WHAT TO DO | Please reproduce the lines of the records below from the one holding "Query: tall utility pole" through the one holding "Target: fingertip", inclusive, skipping all pictures.

[Records drawn from a dataset]
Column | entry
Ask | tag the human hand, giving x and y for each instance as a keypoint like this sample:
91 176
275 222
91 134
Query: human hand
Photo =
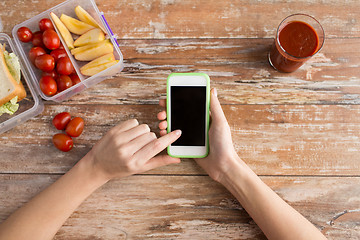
130 148
221 153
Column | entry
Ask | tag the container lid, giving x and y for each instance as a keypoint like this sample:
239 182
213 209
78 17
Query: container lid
31 105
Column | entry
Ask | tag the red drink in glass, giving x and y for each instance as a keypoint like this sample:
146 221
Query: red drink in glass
298 38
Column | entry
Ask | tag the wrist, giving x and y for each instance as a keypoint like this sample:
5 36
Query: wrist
237 172
91 172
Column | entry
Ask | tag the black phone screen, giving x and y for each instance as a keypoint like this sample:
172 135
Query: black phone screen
188 109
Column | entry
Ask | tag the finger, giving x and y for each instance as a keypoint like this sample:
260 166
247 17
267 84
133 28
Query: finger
134 133
161 115
139 142
217 113
162 103
125 126
156 146
163 125
159 161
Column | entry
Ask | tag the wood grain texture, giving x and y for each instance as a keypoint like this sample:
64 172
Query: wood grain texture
272 139
238 68
202 18
191 207
299 131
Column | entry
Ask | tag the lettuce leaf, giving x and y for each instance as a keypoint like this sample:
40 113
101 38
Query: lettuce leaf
10 107
12 61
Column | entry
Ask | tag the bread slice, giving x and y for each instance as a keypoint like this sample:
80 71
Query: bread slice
9 87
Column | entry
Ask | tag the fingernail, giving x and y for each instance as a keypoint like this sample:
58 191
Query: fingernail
215 92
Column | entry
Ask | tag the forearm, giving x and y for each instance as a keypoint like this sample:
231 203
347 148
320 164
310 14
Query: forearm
273 215
42 216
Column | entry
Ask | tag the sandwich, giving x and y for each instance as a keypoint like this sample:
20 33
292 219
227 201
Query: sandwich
11 89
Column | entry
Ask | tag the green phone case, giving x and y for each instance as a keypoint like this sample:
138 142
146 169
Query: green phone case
207 112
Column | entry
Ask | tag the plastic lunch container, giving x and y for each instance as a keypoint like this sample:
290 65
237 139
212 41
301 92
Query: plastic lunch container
33 105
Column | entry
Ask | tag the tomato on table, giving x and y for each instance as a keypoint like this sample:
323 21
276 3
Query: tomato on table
58 53
61 120
48 85
64 66
75 78
75 127
45 62
63 82
45 24
35 52
37 40
63 142
52 74
51 40
25 34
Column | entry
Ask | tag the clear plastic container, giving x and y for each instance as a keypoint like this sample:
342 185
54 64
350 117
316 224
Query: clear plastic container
32 105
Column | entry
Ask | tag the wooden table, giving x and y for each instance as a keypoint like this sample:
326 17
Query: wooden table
300 132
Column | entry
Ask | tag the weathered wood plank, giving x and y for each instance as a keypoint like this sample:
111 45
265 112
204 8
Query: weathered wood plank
272 139
237 67
202 18
145 207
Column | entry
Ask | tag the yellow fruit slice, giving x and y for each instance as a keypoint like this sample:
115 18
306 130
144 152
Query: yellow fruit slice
93 36
74 25
84 16
90 52
66 35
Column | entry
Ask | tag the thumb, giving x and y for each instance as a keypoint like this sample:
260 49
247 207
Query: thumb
217 113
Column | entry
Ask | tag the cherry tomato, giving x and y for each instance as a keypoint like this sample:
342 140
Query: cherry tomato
74 78
52 74
58 53
51 40
24 34
37 40
48 85
63 142
63 82
45 62
35 52
75 127
61 120
64 66
45 24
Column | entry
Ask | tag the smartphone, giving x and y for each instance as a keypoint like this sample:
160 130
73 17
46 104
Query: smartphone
188 103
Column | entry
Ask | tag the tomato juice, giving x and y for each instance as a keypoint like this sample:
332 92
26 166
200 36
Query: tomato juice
296 41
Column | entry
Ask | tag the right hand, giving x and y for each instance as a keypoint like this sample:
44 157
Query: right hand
130 148
222 153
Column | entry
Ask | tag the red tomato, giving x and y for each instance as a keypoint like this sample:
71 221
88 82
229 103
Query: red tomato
45 24
35 52
48 85
64 66
24 34
63 142
61 120
37 40
51 40
45 62
58 53
75 127
74 78
63 82
52 74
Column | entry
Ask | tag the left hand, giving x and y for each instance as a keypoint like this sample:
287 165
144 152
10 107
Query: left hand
130 148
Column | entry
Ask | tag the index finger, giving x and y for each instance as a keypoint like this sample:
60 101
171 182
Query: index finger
158 145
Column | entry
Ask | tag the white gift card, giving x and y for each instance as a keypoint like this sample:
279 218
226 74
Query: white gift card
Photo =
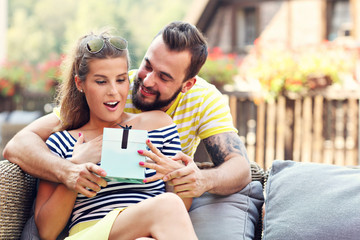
119 156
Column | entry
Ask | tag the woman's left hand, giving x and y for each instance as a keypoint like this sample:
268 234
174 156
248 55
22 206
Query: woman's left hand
161 163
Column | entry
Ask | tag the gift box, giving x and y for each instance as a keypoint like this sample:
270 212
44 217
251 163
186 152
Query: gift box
119 156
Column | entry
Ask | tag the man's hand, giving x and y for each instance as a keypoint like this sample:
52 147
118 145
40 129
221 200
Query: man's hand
161 163
87 151
188 181
85 176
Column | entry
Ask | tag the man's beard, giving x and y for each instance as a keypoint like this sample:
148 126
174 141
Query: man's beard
156 105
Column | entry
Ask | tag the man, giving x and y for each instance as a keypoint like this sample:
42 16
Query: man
166 80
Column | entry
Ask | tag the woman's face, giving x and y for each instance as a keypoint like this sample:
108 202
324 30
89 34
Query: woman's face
106 88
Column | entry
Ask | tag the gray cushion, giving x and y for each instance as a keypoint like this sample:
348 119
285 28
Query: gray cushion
227 217
312 201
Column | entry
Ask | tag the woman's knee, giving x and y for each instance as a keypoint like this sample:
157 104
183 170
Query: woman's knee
171 201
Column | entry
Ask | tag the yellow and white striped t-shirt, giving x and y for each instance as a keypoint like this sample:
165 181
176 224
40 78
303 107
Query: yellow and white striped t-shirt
199 113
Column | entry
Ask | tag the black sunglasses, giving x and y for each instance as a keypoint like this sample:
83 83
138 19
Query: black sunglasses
95 45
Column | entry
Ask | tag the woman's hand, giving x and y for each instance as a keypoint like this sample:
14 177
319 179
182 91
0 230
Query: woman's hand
161 163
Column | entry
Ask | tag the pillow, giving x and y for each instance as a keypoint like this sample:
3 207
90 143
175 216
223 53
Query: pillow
312 201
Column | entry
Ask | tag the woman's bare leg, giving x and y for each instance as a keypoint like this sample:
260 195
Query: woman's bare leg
161 217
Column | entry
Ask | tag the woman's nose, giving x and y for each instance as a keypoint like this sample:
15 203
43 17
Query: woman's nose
149 79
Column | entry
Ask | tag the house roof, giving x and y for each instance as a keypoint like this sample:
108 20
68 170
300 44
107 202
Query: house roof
201 12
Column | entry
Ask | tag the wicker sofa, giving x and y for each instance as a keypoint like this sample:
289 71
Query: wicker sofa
18 190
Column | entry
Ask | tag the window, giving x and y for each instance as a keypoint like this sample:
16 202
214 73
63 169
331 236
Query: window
338 19
246 27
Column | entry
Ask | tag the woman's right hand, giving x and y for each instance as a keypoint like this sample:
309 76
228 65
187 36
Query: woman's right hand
85 176
161 163
87 151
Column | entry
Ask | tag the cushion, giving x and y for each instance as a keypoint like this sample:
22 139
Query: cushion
228 217
312 201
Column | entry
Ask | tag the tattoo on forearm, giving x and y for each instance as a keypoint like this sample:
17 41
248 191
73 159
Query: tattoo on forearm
221 145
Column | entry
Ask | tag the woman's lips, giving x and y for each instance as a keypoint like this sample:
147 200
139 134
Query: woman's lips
112 106
146 92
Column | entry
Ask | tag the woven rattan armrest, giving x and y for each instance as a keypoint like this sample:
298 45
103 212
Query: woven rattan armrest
17 192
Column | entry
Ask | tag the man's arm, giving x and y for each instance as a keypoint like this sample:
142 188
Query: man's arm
231 174
28 150
232 171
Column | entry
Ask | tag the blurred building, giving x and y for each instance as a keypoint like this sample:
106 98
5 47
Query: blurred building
3 28
233 25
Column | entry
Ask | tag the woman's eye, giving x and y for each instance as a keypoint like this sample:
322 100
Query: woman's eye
100 81
148 68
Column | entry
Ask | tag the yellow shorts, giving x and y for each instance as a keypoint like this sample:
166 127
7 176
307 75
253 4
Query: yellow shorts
97 230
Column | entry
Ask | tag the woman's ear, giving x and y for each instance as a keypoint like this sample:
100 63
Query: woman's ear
78 83
188 84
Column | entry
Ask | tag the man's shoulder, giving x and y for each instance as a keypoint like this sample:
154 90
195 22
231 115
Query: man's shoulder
132 74
154 119
203 86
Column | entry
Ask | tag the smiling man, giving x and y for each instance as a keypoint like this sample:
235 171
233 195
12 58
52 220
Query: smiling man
226 203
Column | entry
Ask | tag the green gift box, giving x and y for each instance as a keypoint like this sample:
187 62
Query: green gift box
119 156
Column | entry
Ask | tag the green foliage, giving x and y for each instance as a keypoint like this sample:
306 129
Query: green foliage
279 69
219 68
38 29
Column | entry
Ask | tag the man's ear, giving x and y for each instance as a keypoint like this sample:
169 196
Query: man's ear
188 84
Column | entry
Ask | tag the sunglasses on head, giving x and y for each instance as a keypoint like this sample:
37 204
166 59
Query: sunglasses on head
95 45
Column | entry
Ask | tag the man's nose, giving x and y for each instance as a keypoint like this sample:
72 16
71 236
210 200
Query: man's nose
149 79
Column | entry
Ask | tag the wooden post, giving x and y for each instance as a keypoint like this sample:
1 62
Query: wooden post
307 136
351 133
270 134
339 133
318 127
280 128
260 134
297 130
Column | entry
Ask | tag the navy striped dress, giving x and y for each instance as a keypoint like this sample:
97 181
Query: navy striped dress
116 194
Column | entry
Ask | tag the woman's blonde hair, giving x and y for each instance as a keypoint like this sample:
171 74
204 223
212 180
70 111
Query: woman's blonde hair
74 110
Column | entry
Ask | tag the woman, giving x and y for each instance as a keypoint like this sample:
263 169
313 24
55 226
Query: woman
92 97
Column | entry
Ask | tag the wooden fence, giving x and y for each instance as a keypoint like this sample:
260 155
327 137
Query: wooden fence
320 127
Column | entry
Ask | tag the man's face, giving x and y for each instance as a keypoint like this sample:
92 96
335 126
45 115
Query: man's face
160 77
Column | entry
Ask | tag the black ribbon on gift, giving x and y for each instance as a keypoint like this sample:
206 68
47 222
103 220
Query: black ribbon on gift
125 136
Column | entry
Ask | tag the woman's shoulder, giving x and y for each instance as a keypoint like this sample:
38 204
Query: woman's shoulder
151 120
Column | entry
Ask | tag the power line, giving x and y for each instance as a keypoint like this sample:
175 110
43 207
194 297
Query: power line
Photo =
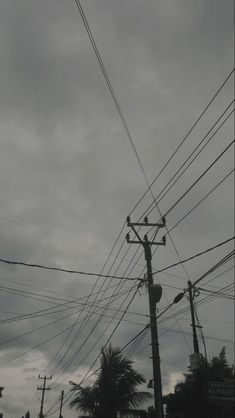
176 176
185 138
197 255
40 266
200 177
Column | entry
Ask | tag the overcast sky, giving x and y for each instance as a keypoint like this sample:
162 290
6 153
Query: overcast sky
69 177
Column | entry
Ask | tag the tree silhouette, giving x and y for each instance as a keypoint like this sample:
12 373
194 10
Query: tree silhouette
114 394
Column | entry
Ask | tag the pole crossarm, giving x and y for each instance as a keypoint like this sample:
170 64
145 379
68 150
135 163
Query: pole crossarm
161 224
43 388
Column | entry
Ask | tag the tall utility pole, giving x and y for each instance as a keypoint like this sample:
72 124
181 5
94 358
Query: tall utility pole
195 359
195 340
152 304
61 403
43 388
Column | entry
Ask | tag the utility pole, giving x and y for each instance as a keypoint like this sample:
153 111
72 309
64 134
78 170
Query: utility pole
195 359
43 388
157 386
61 403
195 340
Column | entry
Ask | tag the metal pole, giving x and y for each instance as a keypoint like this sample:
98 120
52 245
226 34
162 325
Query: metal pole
43 389
157 382
61 403
195 340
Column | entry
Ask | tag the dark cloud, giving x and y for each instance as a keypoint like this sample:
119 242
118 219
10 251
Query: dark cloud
69 176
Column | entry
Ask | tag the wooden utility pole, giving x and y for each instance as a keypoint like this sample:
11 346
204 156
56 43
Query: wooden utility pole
61 403
43 388
157 386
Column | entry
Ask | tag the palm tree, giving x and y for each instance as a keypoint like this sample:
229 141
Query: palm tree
114 393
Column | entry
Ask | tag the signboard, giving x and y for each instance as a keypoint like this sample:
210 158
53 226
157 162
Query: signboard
220 392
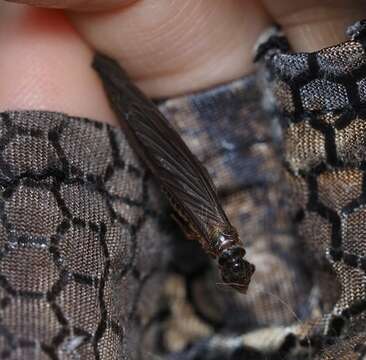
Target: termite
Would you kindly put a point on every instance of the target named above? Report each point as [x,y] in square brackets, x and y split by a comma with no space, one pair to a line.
[183,179]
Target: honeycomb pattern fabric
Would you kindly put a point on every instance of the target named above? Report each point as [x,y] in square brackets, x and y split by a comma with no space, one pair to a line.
[91,266]
[320,101]
[228,131]
[78,275]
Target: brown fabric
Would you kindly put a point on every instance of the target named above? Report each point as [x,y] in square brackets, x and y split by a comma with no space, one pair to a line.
[92,267]
[78,275]
[320,98]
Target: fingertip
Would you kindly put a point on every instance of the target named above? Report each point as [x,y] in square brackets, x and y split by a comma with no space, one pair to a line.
[44,65]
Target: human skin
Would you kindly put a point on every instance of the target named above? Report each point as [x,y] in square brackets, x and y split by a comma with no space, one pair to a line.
[168,47]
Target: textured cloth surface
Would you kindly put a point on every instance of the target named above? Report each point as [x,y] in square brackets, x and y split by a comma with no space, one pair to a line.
[319,99]
[78,275]
[92,267]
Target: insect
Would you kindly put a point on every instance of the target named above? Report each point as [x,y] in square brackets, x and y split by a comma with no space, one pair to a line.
[183,179]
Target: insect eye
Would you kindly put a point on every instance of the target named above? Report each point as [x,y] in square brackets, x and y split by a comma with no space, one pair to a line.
[237,267]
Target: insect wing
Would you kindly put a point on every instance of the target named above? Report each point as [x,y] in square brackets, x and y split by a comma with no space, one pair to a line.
[182,176]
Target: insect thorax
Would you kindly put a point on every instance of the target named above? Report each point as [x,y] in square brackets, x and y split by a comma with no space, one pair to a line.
[223,238]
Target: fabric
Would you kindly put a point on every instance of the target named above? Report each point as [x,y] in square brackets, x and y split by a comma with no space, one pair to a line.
[78,275]
[93,267]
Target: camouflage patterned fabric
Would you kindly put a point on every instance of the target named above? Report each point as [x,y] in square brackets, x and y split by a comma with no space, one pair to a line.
[92,266]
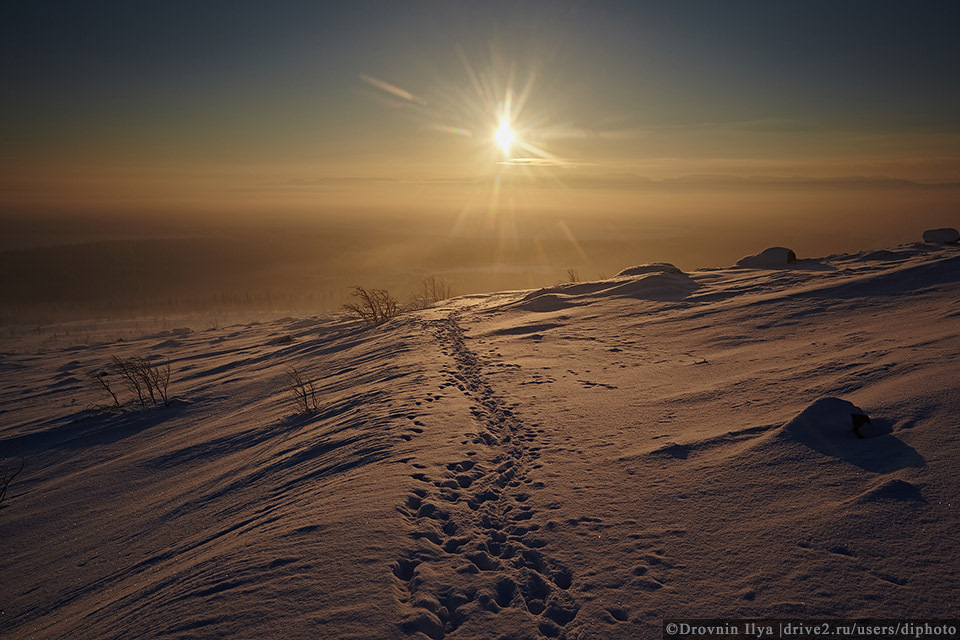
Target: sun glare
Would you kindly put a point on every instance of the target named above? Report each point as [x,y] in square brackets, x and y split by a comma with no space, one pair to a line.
[504,136]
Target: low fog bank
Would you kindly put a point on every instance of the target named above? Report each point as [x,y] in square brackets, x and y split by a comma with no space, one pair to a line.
[59,268]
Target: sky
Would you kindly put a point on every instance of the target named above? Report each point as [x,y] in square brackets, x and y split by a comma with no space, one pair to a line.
[206,105]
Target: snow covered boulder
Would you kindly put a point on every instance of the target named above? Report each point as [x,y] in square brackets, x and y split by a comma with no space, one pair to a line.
[829,425]
[946,235]
[652,267]
[768,259]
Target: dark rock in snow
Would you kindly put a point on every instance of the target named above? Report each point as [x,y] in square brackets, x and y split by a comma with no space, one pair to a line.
[768,259]
[947,235]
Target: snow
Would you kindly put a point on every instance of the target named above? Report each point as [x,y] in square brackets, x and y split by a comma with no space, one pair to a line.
[574,462]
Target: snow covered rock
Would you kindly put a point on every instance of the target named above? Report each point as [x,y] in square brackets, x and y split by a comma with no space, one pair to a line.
[768,259]
[828,423]
[946,235]
[653,267]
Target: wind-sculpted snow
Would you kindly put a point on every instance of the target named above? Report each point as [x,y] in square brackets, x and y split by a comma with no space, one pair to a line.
[572,462]
[657,285]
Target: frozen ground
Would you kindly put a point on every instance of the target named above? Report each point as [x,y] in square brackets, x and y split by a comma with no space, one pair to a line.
[575,462]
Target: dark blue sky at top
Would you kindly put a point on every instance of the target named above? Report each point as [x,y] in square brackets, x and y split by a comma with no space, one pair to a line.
[844,64]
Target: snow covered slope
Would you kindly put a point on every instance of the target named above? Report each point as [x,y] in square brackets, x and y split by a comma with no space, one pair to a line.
[573,462]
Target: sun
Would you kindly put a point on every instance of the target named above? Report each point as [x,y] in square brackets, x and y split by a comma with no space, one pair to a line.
[505,136]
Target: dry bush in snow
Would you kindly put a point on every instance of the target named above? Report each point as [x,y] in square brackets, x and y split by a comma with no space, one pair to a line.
[373,306]
[432,290]
[147,381]
[304,391]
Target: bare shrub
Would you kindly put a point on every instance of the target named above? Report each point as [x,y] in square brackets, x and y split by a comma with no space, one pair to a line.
[304,391]
[101,377]
[7,479]
[432,290]
[373,306]
[144,379]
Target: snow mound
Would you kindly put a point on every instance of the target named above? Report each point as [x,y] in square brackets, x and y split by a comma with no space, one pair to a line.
[770,258]
[891,490]
[947,235]
[657,286]
[651,267]
[828,423]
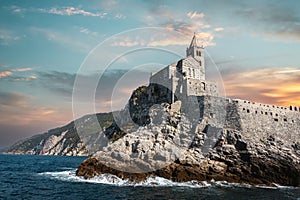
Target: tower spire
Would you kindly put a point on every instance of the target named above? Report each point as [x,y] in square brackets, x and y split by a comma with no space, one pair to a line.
[194,41]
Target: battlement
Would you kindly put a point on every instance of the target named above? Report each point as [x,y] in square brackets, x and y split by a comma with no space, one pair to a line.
[266,109]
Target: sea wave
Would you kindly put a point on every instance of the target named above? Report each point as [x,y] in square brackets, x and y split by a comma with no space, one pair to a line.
[153,181]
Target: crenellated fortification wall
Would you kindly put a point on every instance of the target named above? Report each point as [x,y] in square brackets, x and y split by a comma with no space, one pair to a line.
[257,118]
[254,120]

REPLY TO THE EXERCISE |
Query: tall utility pole
195 359
195 340
152 304
61 403
43 388
Column | entry
Ask | tag the utility pole, giving x and y for each instance as a keypoint like this sample:
153 111
72 309
64 134
78 170
Query: utility pole
195 359
43 388
157 386
61 403
195 340
Column | entry
Ask | tag the metal pole, giving x and y for each instance as a keypoint like this sample:
98 120
52 245
226 34
162 325
Query: metal pole
43 389
157 382
61 403
195 340
Column | entry
Ask | tag the dark cloud, giving x and y for each instance as a keypoint like this sample:
119 242
118 219
10 251
Query: dark cloud
69 176
Column | entry
Ask | tag the wooden utility pole, giving x and y for each instance as a keypoint like this sample:
11 346
204 156
56 43
Query: wooden utility pole
61 403
43 388
157 386
Column | entry
Ask | tag the palm tree, giving x and y for each instance as a keypoint like this sample:
229 141
Query: palm tree
114 393
Column | entry
Ask | tag the signboard, giving x and y for each instance as a keypoint like this sample:
210 158
53 226
157 162
Query: signboard
220 392
Target: termite
Would you kindly put a point on every instance of the target named above? Report each point as [x,y] in square brackets, x and y split by a comma with no space, one pair to a line.
[183,179]
Target: honeycomb pattern fabric
Would you kindly put a point on every instance of the target named above? Report each point as [x,y] in square brackets, x and y split by a comma with no space, one pair to a line.
[91,266]
[320,101]
[228,131]
[78,275]
Target: brown fabric
Would you kindly put a point on every instance of the target named above? Report each point as [x,y] in square brackets, x and y split by a comma with no space, one pair to a line.
[92,267]
[78,275]
[320,98]
Target: fingertip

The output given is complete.